Dataset records:
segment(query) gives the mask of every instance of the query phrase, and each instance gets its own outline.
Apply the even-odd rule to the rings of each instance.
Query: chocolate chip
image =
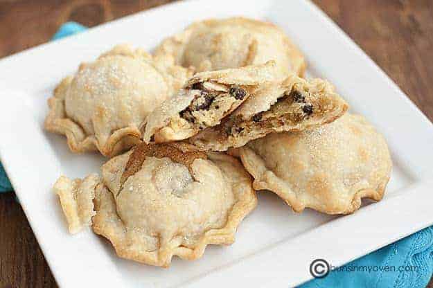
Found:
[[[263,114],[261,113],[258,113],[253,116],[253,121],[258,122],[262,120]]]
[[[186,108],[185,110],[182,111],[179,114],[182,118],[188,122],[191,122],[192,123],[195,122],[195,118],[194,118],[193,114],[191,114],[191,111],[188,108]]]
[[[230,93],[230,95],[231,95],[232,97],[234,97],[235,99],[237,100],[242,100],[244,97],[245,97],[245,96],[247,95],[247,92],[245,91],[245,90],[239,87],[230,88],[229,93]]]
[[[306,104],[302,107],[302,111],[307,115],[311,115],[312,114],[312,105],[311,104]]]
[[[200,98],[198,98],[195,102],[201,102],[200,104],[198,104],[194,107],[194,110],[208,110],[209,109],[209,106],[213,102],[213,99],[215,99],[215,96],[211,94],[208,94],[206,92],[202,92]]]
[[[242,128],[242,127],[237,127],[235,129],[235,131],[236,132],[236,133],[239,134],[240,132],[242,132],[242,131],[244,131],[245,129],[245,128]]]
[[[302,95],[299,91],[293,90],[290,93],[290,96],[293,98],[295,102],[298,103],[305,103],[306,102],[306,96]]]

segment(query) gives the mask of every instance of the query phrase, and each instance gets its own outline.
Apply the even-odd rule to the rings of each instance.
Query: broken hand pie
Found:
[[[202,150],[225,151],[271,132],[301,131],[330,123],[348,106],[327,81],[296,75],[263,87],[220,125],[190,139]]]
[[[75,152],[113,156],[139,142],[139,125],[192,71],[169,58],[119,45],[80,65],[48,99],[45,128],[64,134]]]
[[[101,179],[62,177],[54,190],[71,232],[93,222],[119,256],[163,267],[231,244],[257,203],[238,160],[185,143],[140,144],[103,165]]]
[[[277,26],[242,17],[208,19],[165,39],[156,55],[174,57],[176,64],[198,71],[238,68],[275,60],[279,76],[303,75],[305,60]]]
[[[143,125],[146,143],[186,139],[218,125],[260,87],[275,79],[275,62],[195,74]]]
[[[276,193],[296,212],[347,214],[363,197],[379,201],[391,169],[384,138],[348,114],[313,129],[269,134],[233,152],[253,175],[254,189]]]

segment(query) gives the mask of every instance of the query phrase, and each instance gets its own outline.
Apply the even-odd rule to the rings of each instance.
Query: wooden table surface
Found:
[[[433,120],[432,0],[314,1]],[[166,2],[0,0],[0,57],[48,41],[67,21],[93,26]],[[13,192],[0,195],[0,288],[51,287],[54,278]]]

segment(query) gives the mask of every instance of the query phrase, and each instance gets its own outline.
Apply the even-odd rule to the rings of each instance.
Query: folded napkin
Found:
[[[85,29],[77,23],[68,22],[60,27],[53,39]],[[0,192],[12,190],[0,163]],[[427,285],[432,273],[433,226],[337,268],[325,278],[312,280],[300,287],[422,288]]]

...

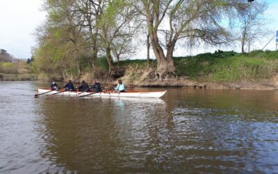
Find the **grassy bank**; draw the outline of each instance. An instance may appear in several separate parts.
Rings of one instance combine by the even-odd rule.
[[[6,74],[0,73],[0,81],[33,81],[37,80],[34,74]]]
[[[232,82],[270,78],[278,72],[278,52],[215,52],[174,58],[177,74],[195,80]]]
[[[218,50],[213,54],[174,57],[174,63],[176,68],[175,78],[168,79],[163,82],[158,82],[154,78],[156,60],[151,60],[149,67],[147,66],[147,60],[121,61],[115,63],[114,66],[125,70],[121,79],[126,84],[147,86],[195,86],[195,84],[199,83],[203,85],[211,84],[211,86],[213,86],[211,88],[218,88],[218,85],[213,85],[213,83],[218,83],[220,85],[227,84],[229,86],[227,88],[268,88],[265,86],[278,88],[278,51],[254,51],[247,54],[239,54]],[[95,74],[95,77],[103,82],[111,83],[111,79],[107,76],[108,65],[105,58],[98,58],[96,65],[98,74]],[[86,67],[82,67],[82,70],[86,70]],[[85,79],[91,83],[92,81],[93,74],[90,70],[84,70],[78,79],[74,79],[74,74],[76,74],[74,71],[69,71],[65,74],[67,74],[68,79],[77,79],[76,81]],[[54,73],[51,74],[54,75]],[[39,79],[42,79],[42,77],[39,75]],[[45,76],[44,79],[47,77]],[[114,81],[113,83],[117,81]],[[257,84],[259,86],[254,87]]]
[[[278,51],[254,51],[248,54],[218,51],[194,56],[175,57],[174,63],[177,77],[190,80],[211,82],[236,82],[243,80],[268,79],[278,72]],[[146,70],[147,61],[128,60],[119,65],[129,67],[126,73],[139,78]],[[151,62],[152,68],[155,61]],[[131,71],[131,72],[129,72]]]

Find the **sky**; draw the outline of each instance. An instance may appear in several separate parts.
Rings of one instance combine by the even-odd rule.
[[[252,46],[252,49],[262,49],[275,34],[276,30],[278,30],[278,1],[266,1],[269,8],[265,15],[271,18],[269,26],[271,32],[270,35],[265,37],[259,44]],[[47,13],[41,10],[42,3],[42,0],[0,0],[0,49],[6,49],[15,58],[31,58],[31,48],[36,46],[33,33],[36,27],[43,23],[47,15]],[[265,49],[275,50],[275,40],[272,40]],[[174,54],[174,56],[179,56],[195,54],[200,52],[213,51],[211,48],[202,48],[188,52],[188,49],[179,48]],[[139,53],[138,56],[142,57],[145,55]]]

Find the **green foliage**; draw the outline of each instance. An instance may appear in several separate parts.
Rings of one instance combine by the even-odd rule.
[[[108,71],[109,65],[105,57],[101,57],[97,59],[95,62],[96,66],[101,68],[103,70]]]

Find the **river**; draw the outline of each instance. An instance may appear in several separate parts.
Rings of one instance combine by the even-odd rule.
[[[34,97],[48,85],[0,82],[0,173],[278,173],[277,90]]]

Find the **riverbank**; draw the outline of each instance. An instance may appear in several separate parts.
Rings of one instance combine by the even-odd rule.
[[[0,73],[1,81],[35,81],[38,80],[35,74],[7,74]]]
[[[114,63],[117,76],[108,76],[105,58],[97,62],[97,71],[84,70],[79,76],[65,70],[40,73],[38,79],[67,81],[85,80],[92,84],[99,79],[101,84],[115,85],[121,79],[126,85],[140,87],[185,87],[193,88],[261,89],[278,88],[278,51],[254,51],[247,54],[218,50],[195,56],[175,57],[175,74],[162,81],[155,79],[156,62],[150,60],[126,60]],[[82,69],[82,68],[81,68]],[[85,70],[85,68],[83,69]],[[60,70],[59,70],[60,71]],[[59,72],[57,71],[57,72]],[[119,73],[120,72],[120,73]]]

## Work to do
Transcribe the lines from the one containing "Find the **green" through the one containing "[[[34,97],[48,85],[0,82],[0,173],[278,173],[277,90]]]", keeping both of those lines.

## Task solution
Find the **green foliage**; draw the outline of each instance. An instance may appear in several separate parts.
Rings of one instance combine by the even-odd rule.
[[[108,71],[109,65],[105,57],[101,57],[97,59],[95,62],[96,66],[101,68],[103,70]]]

Find the **river**; draw the outline of each instance. An instance may appear in several separate parts.
Rings of one instance combine by the even-odd rule.
[[[34,97],[48,85],[0,82],[0,173],[278,173],[277,90]]]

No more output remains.